Task goal: Locate each line in the rows below that contains the word "dark", and copy those lines.

Dataset entries

-- -- --

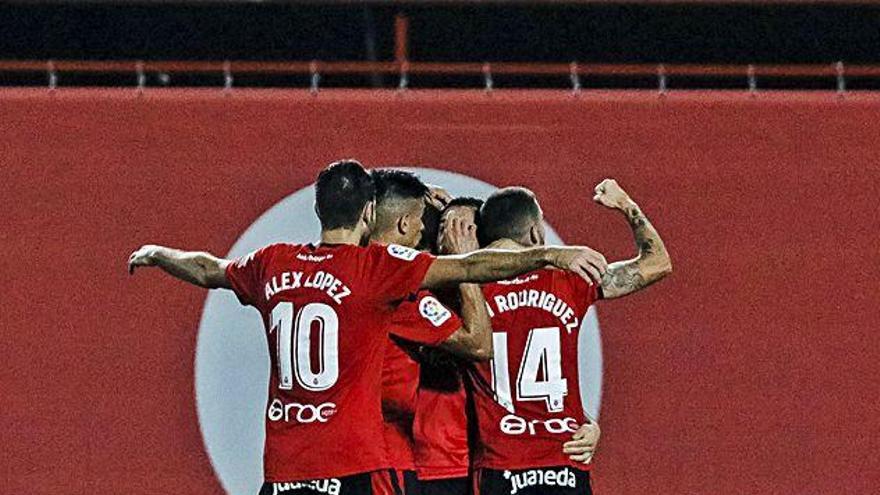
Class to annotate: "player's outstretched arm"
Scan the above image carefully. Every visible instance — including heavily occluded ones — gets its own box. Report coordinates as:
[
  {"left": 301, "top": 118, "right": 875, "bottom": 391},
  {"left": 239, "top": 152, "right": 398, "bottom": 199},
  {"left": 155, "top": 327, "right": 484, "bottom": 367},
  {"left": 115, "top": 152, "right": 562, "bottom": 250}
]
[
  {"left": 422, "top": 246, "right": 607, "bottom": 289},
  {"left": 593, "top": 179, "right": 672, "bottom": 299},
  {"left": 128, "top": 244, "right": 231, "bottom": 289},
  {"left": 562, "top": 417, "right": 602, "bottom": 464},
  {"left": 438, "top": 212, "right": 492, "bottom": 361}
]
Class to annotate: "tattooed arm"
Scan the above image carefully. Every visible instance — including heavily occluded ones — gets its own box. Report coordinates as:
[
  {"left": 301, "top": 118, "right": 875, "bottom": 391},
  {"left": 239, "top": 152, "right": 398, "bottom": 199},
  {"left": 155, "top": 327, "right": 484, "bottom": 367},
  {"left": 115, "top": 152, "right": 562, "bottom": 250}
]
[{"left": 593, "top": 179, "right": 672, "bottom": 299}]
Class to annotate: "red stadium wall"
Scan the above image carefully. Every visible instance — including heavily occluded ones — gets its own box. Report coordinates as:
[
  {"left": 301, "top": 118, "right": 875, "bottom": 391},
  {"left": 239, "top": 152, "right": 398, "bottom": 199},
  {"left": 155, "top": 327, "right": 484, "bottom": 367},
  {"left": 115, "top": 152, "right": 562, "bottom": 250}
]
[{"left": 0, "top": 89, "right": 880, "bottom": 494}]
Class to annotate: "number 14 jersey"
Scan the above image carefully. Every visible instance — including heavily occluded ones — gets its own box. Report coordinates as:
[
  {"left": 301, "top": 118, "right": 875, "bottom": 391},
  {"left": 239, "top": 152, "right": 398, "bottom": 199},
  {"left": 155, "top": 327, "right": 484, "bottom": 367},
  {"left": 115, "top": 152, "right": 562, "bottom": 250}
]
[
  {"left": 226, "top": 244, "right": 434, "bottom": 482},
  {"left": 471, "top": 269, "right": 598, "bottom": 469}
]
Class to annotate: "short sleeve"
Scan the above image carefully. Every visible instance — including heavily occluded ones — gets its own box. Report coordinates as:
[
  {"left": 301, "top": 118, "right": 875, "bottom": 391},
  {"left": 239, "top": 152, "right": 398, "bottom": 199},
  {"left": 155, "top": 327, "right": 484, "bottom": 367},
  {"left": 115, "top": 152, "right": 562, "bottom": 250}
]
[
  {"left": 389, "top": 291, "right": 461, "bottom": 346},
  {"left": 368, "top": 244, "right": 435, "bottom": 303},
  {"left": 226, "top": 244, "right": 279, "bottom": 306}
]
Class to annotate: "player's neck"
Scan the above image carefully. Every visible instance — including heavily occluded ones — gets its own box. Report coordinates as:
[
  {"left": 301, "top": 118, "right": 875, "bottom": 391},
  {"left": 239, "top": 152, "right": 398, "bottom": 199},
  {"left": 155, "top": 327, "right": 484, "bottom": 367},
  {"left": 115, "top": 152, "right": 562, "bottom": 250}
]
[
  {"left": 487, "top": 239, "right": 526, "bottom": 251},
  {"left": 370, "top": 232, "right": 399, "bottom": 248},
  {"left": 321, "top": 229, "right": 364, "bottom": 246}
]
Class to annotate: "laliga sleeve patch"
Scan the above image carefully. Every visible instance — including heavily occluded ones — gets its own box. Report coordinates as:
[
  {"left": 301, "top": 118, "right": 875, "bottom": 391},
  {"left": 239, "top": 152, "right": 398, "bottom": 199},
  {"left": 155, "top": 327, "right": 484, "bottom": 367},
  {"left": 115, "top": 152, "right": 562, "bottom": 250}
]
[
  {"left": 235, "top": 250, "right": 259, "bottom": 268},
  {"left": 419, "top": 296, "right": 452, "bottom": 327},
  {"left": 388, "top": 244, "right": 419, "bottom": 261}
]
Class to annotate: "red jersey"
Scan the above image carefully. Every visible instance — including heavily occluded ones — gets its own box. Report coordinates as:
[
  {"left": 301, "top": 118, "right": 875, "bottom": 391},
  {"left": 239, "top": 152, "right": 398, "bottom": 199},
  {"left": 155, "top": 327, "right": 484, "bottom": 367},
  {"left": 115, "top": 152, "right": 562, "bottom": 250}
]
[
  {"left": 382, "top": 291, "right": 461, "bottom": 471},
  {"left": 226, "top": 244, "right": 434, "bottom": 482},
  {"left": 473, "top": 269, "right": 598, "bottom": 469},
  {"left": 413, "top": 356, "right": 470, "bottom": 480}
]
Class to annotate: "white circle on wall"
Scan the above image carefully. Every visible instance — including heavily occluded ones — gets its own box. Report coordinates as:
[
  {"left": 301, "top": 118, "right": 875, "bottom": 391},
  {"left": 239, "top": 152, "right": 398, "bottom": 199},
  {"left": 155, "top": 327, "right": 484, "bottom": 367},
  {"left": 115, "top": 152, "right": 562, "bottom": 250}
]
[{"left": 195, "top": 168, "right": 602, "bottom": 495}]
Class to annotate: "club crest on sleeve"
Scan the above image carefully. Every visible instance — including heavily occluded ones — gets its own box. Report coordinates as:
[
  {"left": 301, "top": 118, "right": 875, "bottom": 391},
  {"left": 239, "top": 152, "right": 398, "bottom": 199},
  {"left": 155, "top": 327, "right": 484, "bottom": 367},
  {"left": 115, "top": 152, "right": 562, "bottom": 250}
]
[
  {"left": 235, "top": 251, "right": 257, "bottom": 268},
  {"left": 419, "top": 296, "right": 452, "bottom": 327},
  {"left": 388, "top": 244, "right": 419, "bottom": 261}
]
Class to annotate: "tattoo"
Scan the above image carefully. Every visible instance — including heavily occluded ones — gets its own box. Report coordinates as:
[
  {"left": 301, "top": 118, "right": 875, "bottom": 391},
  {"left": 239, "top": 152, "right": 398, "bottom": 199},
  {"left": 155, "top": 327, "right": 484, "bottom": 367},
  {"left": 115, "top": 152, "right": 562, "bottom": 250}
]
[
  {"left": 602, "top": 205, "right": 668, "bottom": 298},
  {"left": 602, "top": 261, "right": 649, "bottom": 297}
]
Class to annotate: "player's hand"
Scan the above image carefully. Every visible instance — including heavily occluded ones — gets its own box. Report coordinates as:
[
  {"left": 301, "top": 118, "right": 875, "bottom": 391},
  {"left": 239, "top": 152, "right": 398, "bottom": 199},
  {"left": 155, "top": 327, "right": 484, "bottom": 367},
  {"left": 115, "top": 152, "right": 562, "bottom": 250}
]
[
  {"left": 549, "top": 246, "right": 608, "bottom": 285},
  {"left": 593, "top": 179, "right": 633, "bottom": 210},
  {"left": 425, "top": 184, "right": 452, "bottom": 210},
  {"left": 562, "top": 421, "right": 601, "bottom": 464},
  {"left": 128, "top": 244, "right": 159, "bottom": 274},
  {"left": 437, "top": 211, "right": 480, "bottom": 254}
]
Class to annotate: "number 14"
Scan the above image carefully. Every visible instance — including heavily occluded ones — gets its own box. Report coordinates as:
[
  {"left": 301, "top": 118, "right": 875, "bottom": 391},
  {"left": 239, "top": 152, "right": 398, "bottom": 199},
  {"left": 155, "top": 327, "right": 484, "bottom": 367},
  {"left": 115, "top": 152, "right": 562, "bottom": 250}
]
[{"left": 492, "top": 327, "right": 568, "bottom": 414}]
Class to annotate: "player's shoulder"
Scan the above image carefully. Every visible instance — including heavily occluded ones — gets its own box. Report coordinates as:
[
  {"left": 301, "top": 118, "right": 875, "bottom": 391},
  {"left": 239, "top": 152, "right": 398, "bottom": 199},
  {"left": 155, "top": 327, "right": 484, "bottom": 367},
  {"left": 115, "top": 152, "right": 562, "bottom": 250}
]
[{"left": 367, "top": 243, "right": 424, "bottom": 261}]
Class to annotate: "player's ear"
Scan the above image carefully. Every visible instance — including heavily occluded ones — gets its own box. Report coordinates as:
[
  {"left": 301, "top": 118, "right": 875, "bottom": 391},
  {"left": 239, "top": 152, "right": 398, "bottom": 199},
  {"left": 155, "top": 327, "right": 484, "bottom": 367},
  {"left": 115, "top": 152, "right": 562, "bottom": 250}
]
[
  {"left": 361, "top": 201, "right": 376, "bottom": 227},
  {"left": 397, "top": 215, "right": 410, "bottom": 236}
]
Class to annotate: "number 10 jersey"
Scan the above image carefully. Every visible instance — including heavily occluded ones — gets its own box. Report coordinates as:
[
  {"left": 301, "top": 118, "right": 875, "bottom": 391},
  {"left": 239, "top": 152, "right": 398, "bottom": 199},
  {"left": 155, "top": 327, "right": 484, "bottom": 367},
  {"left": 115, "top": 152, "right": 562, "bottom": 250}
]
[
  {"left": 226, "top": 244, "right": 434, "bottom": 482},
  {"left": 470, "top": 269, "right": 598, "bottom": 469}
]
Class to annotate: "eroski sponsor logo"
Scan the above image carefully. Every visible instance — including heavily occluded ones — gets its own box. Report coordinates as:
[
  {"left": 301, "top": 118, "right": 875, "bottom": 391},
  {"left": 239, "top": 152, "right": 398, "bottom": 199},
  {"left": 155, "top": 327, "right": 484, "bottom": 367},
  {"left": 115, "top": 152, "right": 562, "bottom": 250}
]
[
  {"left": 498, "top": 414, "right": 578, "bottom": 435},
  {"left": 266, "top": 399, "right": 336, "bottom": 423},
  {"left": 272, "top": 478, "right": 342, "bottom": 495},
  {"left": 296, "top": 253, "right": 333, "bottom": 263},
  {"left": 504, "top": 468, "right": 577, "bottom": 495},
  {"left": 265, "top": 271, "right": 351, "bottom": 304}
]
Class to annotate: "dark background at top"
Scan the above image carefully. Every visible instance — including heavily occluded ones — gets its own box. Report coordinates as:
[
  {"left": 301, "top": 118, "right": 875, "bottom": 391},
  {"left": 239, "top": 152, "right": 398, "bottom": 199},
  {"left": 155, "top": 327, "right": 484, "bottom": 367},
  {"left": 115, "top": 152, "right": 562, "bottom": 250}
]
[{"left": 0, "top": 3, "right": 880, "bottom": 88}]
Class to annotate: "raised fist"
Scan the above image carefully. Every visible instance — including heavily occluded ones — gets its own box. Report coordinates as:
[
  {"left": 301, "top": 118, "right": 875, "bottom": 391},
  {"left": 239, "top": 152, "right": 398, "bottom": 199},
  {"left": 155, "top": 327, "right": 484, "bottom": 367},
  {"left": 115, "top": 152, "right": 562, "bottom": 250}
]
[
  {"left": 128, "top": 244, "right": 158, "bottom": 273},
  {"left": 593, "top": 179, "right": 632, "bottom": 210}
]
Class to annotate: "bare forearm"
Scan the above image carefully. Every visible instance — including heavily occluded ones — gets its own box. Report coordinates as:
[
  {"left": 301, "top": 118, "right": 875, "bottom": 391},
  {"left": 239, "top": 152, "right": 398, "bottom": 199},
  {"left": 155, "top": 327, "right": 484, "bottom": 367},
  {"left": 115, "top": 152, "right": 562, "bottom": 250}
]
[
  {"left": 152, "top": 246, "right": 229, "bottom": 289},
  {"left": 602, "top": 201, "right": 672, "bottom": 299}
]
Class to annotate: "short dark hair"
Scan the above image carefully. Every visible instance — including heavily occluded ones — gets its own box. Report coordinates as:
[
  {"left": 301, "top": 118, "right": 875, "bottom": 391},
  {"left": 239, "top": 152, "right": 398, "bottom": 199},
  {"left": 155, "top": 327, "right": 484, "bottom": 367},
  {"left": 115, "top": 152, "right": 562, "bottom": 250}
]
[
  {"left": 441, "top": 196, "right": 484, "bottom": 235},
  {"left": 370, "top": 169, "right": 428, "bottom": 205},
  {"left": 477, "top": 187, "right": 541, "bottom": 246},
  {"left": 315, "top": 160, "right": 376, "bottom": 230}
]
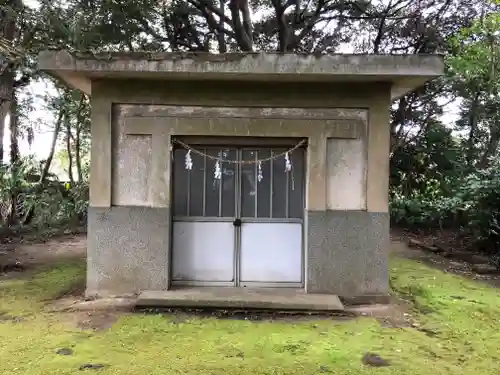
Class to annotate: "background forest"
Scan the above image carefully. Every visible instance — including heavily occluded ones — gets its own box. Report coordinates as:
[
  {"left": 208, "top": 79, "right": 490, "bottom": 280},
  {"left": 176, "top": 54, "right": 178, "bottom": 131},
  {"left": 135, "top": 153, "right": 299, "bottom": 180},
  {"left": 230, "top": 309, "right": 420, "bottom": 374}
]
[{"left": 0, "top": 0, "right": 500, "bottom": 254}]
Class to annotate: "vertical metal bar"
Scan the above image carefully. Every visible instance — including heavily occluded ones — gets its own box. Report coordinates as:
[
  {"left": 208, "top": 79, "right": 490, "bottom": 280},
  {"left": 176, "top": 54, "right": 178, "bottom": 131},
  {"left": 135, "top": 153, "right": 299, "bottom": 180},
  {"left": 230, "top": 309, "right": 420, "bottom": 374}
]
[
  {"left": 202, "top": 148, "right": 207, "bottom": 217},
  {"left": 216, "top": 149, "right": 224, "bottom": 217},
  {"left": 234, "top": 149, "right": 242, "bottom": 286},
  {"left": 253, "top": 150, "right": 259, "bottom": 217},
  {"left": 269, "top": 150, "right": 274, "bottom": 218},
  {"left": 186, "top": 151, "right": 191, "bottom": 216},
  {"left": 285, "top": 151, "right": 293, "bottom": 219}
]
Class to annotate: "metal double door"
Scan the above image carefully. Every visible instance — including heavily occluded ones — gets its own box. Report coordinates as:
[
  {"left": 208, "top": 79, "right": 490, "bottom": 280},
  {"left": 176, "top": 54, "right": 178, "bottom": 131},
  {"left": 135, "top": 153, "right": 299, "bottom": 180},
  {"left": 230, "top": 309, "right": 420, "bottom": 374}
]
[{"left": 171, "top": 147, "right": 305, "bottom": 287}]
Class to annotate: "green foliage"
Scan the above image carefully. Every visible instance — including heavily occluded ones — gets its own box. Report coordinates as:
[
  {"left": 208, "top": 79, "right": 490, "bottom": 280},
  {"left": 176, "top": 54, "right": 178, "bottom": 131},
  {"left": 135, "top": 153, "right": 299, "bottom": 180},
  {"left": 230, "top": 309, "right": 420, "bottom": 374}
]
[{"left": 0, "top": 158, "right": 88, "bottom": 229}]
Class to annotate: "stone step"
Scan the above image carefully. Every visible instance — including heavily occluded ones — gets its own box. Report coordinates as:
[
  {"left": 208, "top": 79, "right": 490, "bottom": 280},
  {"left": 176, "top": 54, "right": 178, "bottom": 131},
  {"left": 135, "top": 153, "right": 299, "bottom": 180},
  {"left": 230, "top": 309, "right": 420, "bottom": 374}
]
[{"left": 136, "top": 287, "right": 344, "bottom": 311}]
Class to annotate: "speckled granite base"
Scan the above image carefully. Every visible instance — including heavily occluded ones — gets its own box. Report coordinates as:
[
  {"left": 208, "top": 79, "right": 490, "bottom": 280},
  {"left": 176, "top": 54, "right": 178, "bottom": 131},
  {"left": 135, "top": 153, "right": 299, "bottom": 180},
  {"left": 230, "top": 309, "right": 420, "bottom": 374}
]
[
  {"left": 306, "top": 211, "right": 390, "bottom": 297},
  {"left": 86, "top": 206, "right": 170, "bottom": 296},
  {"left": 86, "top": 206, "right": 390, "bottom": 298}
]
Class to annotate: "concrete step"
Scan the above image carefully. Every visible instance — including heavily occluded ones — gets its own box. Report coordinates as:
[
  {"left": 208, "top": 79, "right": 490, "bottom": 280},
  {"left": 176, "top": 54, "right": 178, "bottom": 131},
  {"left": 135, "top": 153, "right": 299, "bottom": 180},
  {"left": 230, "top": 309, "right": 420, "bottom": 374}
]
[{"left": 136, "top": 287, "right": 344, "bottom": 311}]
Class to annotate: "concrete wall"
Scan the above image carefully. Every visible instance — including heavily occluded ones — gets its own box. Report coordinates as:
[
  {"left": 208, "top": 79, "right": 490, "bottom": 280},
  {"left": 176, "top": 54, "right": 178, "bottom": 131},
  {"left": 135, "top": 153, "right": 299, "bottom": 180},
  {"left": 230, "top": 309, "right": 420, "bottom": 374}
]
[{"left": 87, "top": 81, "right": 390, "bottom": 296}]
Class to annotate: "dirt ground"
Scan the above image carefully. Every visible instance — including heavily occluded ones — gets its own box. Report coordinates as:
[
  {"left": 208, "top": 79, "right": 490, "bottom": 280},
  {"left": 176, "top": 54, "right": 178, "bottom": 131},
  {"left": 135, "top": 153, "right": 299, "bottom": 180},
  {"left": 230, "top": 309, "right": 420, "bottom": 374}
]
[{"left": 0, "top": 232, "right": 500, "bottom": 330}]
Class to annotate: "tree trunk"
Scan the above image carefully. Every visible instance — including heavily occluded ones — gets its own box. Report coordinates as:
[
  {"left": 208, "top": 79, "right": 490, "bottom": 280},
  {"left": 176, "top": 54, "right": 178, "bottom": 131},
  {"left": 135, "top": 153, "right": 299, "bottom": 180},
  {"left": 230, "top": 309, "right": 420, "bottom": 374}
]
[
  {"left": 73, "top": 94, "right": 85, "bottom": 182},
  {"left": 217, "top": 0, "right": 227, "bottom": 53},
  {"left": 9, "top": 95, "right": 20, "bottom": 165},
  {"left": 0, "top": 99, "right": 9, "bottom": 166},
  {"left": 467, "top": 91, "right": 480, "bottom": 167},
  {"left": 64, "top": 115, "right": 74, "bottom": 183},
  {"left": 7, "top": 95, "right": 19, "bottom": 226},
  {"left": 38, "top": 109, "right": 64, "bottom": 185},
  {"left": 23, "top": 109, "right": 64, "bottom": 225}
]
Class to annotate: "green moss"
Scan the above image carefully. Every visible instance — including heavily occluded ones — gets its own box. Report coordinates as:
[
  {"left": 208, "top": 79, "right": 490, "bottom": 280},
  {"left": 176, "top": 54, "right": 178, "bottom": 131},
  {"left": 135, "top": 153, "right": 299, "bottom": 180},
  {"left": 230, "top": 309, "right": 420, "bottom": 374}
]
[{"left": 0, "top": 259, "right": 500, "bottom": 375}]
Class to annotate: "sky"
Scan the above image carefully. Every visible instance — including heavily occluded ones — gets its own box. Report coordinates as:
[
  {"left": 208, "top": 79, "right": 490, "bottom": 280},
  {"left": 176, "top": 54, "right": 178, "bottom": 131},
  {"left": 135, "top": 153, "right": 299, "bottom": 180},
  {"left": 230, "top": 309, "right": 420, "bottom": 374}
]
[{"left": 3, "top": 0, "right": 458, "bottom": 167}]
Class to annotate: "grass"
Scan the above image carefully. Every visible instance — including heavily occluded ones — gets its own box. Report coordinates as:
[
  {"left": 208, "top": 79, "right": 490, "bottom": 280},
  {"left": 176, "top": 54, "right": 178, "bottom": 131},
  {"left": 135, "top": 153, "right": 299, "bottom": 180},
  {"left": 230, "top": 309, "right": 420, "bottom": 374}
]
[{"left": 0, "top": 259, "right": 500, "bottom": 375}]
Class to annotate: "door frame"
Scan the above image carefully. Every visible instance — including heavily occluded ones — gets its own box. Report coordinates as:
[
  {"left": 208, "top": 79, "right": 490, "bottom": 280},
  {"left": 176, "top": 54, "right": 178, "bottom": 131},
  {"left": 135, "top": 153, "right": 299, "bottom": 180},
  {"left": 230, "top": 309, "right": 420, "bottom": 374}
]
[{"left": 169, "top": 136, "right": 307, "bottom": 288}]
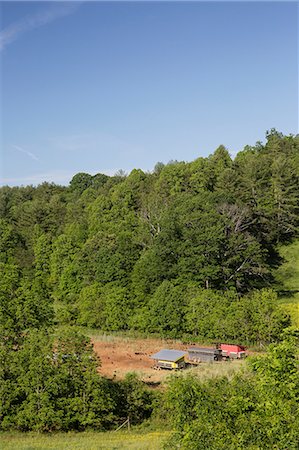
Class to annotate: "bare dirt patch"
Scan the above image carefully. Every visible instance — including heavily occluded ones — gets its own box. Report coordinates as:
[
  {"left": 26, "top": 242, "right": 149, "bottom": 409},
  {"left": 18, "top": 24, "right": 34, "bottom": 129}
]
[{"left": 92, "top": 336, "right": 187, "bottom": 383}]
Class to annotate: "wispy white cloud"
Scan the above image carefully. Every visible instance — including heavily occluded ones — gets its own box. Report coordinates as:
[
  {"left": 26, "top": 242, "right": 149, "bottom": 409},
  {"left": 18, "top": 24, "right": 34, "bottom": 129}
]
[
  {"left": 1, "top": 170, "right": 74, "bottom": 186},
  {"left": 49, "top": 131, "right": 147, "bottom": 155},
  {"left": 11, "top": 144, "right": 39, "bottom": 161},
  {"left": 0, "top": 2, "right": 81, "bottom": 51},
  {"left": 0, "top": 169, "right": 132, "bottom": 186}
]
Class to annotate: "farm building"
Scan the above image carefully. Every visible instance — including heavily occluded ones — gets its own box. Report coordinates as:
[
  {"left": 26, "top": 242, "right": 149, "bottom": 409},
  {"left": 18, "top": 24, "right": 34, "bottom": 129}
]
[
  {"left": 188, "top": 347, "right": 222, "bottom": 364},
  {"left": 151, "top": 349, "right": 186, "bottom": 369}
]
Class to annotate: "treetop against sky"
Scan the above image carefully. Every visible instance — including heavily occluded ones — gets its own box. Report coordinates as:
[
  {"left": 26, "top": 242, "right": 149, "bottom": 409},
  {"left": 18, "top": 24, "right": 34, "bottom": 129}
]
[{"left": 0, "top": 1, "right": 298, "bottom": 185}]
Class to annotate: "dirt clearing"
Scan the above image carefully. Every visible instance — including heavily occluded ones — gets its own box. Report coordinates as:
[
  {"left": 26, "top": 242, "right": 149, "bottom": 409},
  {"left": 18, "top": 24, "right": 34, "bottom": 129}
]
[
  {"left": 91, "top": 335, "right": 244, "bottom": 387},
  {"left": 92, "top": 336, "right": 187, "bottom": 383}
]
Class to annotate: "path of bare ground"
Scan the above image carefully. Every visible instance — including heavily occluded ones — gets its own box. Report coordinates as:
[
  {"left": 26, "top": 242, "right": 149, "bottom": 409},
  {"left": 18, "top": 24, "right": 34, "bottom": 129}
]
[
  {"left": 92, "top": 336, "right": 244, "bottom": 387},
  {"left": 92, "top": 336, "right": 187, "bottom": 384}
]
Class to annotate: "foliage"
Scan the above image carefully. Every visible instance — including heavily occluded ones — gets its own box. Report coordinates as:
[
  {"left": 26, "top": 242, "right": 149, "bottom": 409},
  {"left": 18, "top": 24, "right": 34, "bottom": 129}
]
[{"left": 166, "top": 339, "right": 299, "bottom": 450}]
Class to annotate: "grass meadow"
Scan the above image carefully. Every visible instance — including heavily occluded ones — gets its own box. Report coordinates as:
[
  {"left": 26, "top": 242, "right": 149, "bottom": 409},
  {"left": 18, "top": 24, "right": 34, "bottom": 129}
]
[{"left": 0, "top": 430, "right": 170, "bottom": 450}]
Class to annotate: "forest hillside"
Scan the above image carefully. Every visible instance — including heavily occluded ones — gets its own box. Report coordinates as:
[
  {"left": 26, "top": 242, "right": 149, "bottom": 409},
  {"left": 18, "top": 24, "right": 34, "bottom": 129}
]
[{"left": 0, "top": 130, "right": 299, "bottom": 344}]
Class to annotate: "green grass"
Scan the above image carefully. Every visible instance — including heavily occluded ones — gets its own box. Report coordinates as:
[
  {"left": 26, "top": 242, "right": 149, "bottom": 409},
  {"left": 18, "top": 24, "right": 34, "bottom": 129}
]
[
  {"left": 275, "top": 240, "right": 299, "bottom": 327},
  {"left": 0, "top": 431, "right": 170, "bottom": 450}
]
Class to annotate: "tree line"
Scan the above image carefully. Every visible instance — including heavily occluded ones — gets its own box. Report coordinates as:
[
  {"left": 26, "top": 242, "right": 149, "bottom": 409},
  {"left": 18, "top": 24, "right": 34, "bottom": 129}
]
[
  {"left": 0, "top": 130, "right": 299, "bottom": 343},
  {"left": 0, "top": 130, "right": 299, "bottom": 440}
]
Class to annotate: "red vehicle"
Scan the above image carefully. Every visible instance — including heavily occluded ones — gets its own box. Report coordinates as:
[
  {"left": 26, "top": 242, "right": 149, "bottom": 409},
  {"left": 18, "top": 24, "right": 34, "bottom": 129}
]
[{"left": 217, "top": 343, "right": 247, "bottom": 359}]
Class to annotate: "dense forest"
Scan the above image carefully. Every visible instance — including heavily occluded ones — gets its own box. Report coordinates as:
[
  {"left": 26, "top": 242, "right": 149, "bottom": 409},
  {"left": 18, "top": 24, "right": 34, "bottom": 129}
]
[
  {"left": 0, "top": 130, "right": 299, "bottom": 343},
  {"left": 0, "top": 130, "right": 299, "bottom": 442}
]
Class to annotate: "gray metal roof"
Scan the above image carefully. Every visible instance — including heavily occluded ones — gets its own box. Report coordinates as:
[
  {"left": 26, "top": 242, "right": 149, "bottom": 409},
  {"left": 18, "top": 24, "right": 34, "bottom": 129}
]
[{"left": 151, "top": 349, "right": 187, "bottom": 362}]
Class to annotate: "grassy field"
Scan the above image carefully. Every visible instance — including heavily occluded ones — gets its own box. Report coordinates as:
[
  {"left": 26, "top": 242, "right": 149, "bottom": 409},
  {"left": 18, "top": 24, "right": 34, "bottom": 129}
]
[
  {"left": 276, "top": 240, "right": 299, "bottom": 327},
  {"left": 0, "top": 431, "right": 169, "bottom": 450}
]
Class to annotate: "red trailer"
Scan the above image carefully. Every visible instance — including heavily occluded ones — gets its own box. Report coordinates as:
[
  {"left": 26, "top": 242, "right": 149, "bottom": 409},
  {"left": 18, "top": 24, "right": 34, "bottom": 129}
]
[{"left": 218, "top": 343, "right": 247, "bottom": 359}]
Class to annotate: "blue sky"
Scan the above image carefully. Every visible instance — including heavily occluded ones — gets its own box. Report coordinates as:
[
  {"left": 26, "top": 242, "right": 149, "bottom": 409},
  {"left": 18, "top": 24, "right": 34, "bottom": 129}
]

-- -- --

Final result:
Class to annotate: "dark background at top"
Class to annotate: "short dark hair"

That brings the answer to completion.